*DO THIS*:
Copy the material below line for line without any changes.

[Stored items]
## Start

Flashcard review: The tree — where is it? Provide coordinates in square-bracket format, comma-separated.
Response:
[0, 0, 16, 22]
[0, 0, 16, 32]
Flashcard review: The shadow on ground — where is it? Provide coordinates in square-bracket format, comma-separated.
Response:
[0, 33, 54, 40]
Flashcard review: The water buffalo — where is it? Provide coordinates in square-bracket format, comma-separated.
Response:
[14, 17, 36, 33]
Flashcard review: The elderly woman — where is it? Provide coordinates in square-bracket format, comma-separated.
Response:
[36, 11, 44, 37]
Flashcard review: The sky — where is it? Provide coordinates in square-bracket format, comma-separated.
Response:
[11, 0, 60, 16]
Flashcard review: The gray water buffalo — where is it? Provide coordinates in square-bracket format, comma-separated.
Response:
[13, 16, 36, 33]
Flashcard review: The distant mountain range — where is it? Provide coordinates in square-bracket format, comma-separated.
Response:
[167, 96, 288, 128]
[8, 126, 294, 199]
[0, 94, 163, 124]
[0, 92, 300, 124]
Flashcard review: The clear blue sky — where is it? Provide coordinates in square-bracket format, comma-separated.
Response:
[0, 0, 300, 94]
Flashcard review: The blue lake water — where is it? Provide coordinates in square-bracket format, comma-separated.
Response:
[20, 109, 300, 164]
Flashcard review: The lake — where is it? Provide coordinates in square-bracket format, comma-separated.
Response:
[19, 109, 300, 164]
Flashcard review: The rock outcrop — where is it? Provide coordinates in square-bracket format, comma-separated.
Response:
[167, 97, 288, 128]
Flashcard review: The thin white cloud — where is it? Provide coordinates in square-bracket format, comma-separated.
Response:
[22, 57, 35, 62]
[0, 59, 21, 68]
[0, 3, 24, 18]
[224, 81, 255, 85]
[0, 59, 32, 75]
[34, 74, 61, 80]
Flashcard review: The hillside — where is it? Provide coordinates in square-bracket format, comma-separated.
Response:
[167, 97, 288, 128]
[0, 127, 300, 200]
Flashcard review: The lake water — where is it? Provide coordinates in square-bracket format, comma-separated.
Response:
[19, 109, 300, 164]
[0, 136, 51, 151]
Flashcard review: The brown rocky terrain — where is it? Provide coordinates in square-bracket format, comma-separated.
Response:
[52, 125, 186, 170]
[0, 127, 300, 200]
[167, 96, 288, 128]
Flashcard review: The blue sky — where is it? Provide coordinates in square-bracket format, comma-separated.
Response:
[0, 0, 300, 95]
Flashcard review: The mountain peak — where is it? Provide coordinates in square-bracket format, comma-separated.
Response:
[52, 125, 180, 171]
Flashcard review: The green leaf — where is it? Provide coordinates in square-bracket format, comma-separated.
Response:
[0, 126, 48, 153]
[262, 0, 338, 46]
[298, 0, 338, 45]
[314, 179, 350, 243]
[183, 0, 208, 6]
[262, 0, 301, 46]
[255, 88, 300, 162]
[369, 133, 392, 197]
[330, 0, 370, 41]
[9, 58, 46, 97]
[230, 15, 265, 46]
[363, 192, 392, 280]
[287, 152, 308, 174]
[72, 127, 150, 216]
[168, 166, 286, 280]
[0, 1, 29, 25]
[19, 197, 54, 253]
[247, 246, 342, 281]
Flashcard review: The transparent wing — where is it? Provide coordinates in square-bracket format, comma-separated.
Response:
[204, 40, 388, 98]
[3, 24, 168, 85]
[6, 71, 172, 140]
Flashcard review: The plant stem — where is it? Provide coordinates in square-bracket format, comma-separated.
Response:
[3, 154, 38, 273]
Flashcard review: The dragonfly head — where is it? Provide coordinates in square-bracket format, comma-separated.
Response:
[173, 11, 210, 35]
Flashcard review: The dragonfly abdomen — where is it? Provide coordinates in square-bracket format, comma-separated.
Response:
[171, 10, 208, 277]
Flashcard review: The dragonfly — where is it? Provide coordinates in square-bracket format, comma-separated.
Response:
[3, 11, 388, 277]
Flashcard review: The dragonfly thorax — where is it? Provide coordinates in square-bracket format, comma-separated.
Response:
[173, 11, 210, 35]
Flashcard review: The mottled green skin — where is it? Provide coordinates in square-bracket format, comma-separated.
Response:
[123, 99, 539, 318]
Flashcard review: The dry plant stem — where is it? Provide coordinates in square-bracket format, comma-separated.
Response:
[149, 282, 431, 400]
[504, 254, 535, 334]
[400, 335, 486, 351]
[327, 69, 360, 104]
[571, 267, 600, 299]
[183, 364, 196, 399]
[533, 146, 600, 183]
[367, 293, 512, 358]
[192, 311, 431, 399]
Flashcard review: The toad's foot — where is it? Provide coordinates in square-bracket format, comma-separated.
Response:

## End

*RESULT BELOW*:
Flashcard review: The tree — where is it? Provide coordinates in square-bracket format, comma-separated.
Response:
[0, 0, 16, 22]
[0, 0, 16, 32]
Flashcard review: The shadow on ground — where is it? Provide coordinates in square-bracket format, comma-separated.
Response:
[0, 33, 54, 40]
Flashcard review: The water buffalo — where is it? Provide coordinates in square-bracket format, comma-separated.
Response:
[14, 17, 36, 33]
Flashcard review: The elderly woman — where is it? Provide coordinates in square-bracket format, comma-separated.
Response:
[36, 11, 44, 37]
Flashcard review: The sky — where is it? Provide coordinates in square-bracket format, comma-separated.
Response:
[11, 0, 60, 16]
Flashcard review: The gray water buffalo — where is it? Provide coordinates in square-bracket format, comma-separated.
Response:
[13, 16, 36, 33]
Flashcard review: The distant mountain range — where is it? Provide coordinates in square-bracket format, comma-separated.
Response:
[167, 96, 288, 128]
[8, 126, 294, 199]
[0, 94, 163, 124]
[0, 92, 300, 124]
Flashcard review: The clear blue sky — where is it? Provide coordinates in square-bracket format, comma-separated.
Response:
[0, 0, 300, 94]
Flashcard review: The blue lake water — where is it? Provide coordinates in square-bracket format, comma-separated.
Response:
[20, 109, 300, 164]
Flashcard review: The lake — where is it? Provide coordinates in square-bracket format, comma-separated.
Response:
[19, 109, 300, 164]
Flashcard review: The rock outcrop — where is it? Provide coordinates in square-bracket format, comma-separated.
Response:
[167, 97, 288, 128]
Flashcard review: The thin white cloud — where is it? Provide coordinates in square-bracket format, comma-separated.
Response:
[22, 57, 35, 62]
[0, 59, 21, 68]
[0, 3, 24, 18]
[224, 81, 255, 85]
[0, 59, 32, 75]
[34, 74, 61, 80]
Flashcard review: The hillside — where is it? Provide coordinates in square-bracket format, comma-separated.
Response:
[167, 97, 288, 128]
[0, 127, 300, 200]
Flashcard review: The lake water — where is it? Provide coordinates in square-bracket format, comma-separated.
Response:
[19, 109, 300, 164]
[0, 136, 51, 151]
Flashcard review: The brown rocky terrain — where is it? Provide coordinates in square-bracket format, comma-separated.
Response:
[52, 125, 186, 170]
[0, 127, 300, 200]
[167, 96, 288, 128]
Flashcard review: The blue sky — where is it? Provide coordinates in square-bracket format, comma-separated.
Response:
[0, 0, 300, 95]
Flashcard review: The mountain peak — where is it? Provide coordinates in square-bracket format, comma-separated.
Response:
[52, 125, 180, 171]
Flashcard review: The green leaf — where is it? Provide coordinates in square-bracket format, comma-separated.
Response:
[0, 126, 48, 153]
[262, 0, 338, 46]
[298, 0, 338, 45]
[314, 179, 350, 243]
[183, 0, 208, 6]
[262, 0, 301, 46]
[255, 88, 300, 162]
[369, 133, 392, 197]
[330, 0, 370, 41]
[9, 58, 46, 97]
[230, 15, 265, 46]
[363, 192, 392, 280]
[287, 152, 308, 174]
[72, 127, 150, 216]
[168, 166, 286, 280]
[0, 1, 29, 25]
[19, 197, 54, 253]
[247, 246, 342, 281]
Flashcard review: The transparent wing — where is it? Provide coordinates in square-bracket format, comma-separated.
Response:
[204, 40, 388, 98]
[3, 24, 168, 85]
[6, 71, 172, 140]
Flashcard review: The plant stem — where is it? Provide coordinates in square-bracket format, comma-separated.
Response:
[3, 154, 38, 273]
Flashcard review: The dragonfly head — where is it? Provide coordinates in square-bracket format, comma-separated.
Response:
[173, 11, 210, 35]
Flashcard review: The dragonfly abdomen — where is it? Provide coordinates in square-bracket format, comma-separated.
Response:
[171, 10, 208, 277]
Flashcard review: The dragonfly — where is it? Provide coordinates in square-bracket format, comma-separated.
Response:
[3, 11, 388, 277]
Flashcard review: The dragonfly thorax — where is it? Provide coordinates in square-bracket format, comma-separated.
Response:
[173, 11, 210, 35]
Flashcard review: The mottled green skin — where is it? Provide coordinates in square-bracket format, comma-separated.
Response:
[123, 99, 539, 318]
Flashcard review: The dry plant stem — where is it? Provide coordinates in square-bracket format, comma-separated.
Response:
[149, 282, 431, 400]
[504, 254, 535, 334]
[400, 335, 486, 351]
[327, 69, 360, 104]
[571, 267, 600, 299]
[183, 364, 196, 399]
[533, 146, 600, 183]
[367, 293, 512, 358]
[192, 311, 431, 399]
Flashcard review: The toad's foot — where is it? Provide coordinates in square-bracket format, comma-separated.
Response:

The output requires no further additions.